■ **EXERCISE TASK**
From the line with "target | tomato skin" through the final line, please write out the listing exactly, including both of those lines.

:::

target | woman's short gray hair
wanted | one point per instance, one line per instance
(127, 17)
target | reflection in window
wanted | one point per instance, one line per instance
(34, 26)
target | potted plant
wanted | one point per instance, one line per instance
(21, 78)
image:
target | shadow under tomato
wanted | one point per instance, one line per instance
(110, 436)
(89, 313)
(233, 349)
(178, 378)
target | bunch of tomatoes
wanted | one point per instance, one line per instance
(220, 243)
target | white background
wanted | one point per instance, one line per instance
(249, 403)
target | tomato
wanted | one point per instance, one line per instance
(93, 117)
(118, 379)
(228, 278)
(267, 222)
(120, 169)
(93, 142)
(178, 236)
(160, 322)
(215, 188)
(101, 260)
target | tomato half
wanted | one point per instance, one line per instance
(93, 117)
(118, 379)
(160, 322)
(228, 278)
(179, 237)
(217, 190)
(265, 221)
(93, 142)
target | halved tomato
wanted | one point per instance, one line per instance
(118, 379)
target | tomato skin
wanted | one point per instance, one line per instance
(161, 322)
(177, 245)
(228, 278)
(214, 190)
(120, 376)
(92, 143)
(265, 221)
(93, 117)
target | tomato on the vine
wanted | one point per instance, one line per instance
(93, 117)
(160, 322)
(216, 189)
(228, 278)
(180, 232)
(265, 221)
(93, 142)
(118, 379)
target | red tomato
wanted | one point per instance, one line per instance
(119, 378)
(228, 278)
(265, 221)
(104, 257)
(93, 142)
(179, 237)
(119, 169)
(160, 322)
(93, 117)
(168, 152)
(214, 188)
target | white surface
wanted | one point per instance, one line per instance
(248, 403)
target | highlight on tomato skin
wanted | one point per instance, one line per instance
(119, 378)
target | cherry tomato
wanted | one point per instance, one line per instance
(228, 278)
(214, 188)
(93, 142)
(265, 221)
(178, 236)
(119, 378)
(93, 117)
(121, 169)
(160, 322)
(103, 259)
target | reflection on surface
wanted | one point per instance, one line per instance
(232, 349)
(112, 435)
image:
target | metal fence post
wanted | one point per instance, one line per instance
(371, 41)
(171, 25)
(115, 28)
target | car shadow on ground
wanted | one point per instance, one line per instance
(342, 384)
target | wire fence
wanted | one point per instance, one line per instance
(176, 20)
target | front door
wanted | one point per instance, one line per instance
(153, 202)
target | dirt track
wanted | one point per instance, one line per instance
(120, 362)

:::

■ **THE REPLY**
target | tomato skin
wanted | one point per instance, one line per instance
(161, 322)
(177, 245)
(228, 278)
(214, 190)
(120, 376)
(92, 143)
(265, 221)
(93, 117)
target | tomato on the vine
wanted | one point per instance, one line per instance
(93, 117)
(160, 322)
(216, 189)
(228, 278)
(180, 232)
(265, 221)
(93, 142)
(118, 379)
target | red tomato
wanted | one point per instance, one line per instance
(119, 378)
(228, 278)
(265, 221)
(104, 257)
(93, 142)
(179, 237)
(119, 169)
(160, 322)
(93, 117)
(168, 152)
(214, 188)
target | white surface
wanted | one point per instance, one line per instance
(248, 403)
target | highlight on tomato skin
wanted | one point per instance, one line per instance
(119, 378)
target | cherry tomato
wanted | one point per instance, one line per instance
(228, 278)
(214, 188)
(93, 142)
(265, 221)
(178, 236)
(119, 378)
(93, 117)
(121, 169)
(160, 322)
(103, 259)
target | reflection on surface
wanted | one point per instance, one line per instance
(232, 349)
(112, 435)
image:
target | metal fence post
wanted | one point per instance, one line per instance
(371, 41)
(171, 25)
(115, 28)
target | car shadow on ground
wanted | one point per instance, one line per instance
(342, 384)
target | wire fence
wanted | one point per instance, one line per instance
(176, 20)
target | front door
wanted | one point per instance, one line per instance
(153, 202)
target | dirt track
wanted | one point per instance, one line per instance
(120, 362)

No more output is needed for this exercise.